> **Exercise A**
In the repository page on co-training and tri-training for German named entity recognition, which corpus is listed as the unlabeled data?
> **Exercise B**
Go on with the repository page on co-training and tri-training for German named entity recognition from where it stops.

> **Selected extract**
Skip to content

This repo is aiming to implementing the co-training and tri-training framework to compare the result of fine-grained NER task

Notifications You must be signed in to change notification settings

routerhan/thesis-ner-co-tri-training

Repository files navigation

thesis-ner-co-tri-training

This repo aims to implement novel cross-lingual co-training approach and tri-training with teacher-student learning paradigm approach on fine-grained named entity recognition task in German language.

Outline

1. Dataset & Baseline models

  • Labeled corpus:
    • Israel Corpus, German spoken corpus.
    • OntoNotes 5.0, English labeled set.
  • Unlabled corpus:
    • OpenSubtitles,Movie subtiles in German.

2. How to run the experiemts?

  • Obtain baseline models:

    • ISW BERT baseline model
    • OntoNotes 5.0 BERT Model
  • Cross-lingual co-training approach:

    • Prerequisite : machine translation setup
    • Parameters setup
    • Training
    • Evaluation
    • Further analysis
      • Influence of Confident Selection (top n)
      • Influence of Unlabeled Samples Size (pool value u)
  • Tri-training with teacher-student learning approach:

    • Prerequisite : single-view spliting
    • Parameters setup
    • Training
    • Evaluation
    • Further analysis
      • Influence of Pool Value (pool value u)

> **Raw data**
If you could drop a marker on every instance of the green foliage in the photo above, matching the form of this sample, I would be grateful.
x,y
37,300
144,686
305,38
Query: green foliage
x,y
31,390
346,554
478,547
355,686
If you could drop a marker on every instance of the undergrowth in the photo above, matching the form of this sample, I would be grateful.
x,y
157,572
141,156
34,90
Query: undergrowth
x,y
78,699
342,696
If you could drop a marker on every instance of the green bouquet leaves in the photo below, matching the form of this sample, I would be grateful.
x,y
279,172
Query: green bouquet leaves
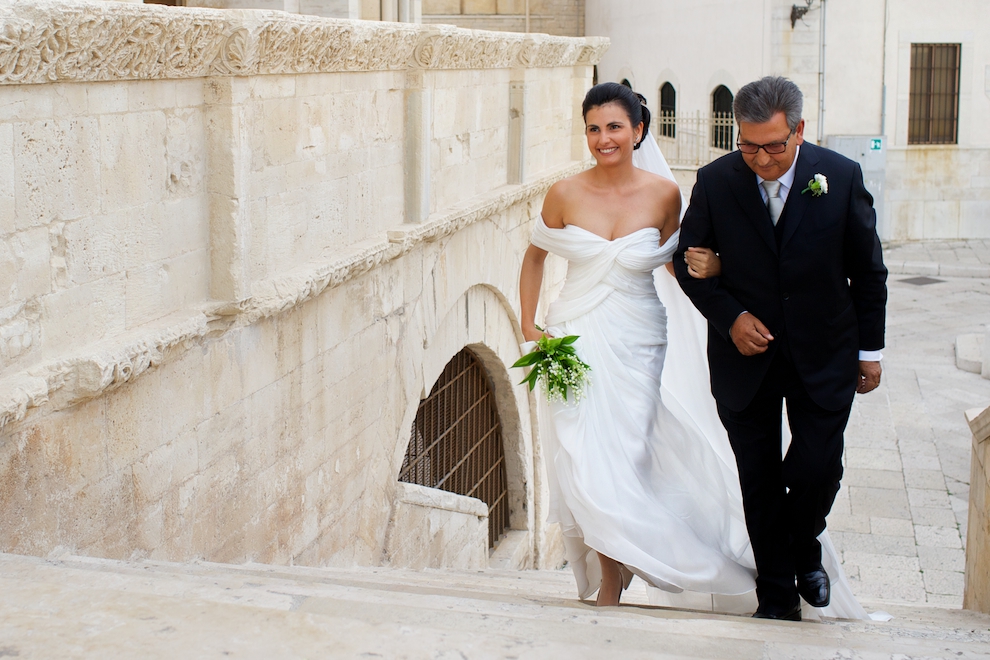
x,y
555,362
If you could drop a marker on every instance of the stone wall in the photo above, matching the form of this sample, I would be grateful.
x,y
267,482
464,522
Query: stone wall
x,y
236,249
977,593
559,17
937,192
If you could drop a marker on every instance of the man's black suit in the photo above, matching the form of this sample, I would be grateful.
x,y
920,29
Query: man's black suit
x,y
818,283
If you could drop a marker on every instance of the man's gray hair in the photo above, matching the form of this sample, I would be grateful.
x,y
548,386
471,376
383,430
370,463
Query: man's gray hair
x,y
760,100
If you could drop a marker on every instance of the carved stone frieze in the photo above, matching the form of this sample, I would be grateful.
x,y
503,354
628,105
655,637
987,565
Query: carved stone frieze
x,y
102,368
48,41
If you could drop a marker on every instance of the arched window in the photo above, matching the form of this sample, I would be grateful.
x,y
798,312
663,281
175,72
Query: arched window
x,y
456,441
723,129
668,111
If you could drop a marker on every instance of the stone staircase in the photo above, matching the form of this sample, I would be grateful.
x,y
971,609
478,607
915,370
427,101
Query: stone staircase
x,y
77,607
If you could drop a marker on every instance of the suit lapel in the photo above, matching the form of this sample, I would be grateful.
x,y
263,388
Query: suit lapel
x,y
745,189
797,203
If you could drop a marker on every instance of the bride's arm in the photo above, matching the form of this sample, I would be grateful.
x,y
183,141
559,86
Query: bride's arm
x,y
530,282
702,263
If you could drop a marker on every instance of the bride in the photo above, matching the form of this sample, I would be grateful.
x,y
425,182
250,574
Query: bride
x,y
642,478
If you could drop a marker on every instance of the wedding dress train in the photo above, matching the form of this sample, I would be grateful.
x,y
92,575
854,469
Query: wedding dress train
x,y
641,469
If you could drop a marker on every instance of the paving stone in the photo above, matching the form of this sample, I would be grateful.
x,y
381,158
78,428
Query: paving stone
x,y
874,459
891,527
893,479
933,517
881,502
850,523
941,559
926,497
951,602
875,544
931,479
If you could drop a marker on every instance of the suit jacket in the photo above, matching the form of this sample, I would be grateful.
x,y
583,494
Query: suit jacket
x,y
817,281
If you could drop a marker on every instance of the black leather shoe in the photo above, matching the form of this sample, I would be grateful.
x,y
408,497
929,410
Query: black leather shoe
x,y
792,615
814,587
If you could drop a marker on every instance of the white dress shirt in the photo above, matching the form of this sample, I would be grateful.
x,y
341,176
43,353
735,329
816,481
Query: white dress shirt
x,y
786,183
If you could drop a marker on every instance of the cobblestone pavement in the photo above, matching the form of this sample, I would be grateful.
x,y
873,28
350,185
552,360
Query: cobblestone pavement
x,y
900,518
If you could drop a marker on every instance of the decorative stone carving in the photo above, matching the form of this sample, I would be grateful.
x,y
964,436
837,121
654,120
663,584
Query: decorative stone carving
x,y
99,41
85,376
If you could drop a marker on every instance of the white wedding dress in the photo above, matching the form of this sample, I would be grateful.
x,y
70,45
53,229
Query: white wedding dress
x,y
640,469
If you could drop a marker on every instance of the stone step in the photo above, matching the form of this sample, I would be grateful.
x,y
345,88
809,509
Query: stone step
x,y
76,607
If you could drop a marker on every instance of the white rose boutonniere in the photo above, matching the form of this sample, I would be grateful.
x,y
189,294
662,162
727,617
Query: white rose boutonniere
x,y
818,186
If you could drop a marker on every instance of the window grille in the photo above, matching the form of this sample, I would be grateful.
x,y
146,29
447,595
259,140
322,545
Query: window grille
x,y
723,128
933,107
456,441
668,111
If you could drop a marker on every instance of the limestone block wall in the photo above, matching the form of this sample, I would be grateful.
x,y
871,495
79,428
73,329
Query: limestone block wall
x,y
236,249
938,192
977,592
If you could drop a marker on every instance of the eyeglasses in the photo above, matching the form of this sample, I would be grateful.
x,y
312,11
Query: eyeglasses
x,y
772,148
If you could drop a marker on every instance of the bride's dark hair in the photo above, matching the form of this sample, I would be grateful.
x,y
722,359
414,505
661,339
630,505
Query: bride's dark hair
x,y
633,103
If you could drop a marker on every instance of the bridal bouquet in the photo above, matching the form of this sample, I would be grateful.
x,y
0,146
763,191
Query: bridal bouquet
x,y
556,363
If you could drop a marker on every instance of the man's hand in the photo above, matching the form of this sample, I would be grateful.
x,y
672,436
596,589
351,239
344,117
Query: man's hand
x,y
869,376
749,335
702,263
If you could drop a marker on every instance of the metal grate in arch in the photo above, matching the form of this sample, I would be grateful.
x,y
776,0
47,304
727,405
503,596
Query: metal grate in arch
x,y
456,441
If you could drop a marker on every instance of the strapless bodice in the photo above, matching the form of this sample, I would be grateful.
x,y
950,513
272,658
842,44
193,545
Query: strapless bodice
x,y
598,267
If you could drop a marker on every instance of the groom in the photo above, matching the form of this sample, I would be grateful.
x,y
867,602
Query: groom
x,y
796,315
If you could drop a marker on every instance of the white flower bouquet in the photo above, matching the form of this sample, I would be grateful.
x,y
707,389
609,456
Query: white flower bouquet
x,y
817,186
555,362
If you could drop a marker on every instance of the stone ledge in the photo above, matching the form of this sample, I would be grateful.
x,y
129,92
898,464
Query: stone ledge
x,y
80,40
433,498
99,368
935,268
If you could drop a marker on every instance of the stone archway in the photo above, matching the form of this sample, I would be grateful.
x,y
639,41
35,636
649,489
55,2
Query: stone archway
x,y
456,443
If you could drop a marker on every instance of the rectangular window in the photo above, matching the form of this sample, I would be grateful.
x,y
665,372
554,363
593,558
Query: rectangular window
x,y
933,114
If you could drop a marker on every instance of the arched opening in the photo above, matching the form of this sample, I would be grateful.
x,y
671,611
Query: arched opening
x,y
668,111
456,441
723,128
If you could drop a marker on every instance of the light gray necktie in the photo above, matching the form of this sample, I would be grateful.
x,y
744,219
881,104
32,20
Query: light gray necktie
x,y
774,203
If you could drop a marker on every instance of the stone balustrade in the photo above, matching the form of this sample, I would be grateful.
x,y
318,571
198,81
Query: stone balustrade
x,y
977,593
235,249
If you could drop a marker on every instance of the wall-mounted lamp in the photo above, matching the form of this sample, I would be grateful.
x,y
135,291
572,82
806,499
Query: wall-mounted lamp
x,y
798,12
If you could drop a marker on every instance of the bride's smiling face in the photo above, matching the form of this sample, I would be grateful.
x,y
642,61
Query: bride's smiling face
x,y
611,135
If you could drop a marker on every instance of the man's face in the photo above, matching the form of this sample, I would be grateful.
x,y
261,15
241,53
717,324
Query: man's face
x,y
771,166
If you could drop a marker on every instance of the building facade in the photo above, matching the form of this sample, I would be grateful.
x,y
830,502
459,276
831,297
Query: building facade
x,y
901,85
245,257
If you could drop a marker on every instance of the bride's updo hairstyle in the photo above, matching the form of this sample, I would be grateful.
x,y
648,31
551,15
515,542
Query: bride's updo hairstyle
x,y
634,104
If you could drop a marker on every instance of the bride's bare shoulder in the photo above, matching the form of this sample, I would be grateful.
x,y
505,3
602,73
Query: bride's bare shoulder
x,y
561,197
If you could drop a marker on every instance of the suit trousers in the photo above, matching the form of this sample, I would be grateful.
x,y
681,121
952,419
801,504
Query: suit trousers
x,y
785,497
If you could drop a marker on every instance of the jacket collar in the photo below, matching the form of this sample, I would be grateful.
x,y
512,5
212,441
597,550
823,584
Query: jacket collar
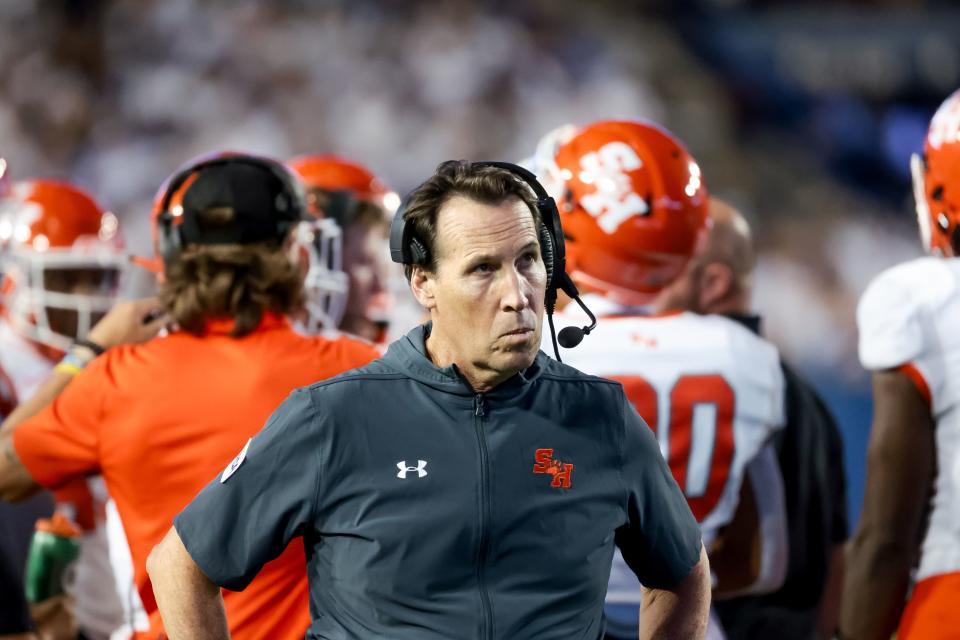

> **Right answer A**
OpenSubtitles, a corpus of German movie subtitles.

> **Right answer B**
  • Comparison Evaluation

    • Quantitive Analysis
      • Fixed amount of unlabeled samples
      • Fixed amount of pseudo-labeled samples
  • Single Tag Evaluation

    • Co-training with single tag
    • Tri-training with single tag

Obtain Baseline Models

ISW BERT baseline model - German

Train the model

python run_ner.py --data_dir data/full-isw-release.tsv --bert_model bert-base-german-cased --output_dir baseline_model/ --max_seq_length 128 --do_train

Evaluate the model on dev or test set

python run_ner.py --data_dir data/full-isw-release.tsv --output_dir baseline_model/ --max_seq_length 128 --do_eval --eval_on test

OntoNotes 5.0 BERT Model

Train the model

python run_ner.py --data_dir ../OntoNotes-5.0-NER-BIO/onto.train.ner --bert_model bert-base-uncased --output_dir onto_model/ --max_seq_length 128 --do_train --do_lower_case

Evaluate the model on dev or test set

python run_ner.py --data_dir ../OntoNotes-5.0-NER-BIO/onto.test.ner --output_dir onto_model/ --max_seq_length 128 --do_eval --eval_on test --do_lower_case

Co-Training method

Co-training algorithm is considered as bootstrap method to boost the amount of labeled set from unlabeled set.

To apply this method to our project, you should do the following:

Prerequisite

  1. Make sure you have two model trained. i.e. ISW and Onto models.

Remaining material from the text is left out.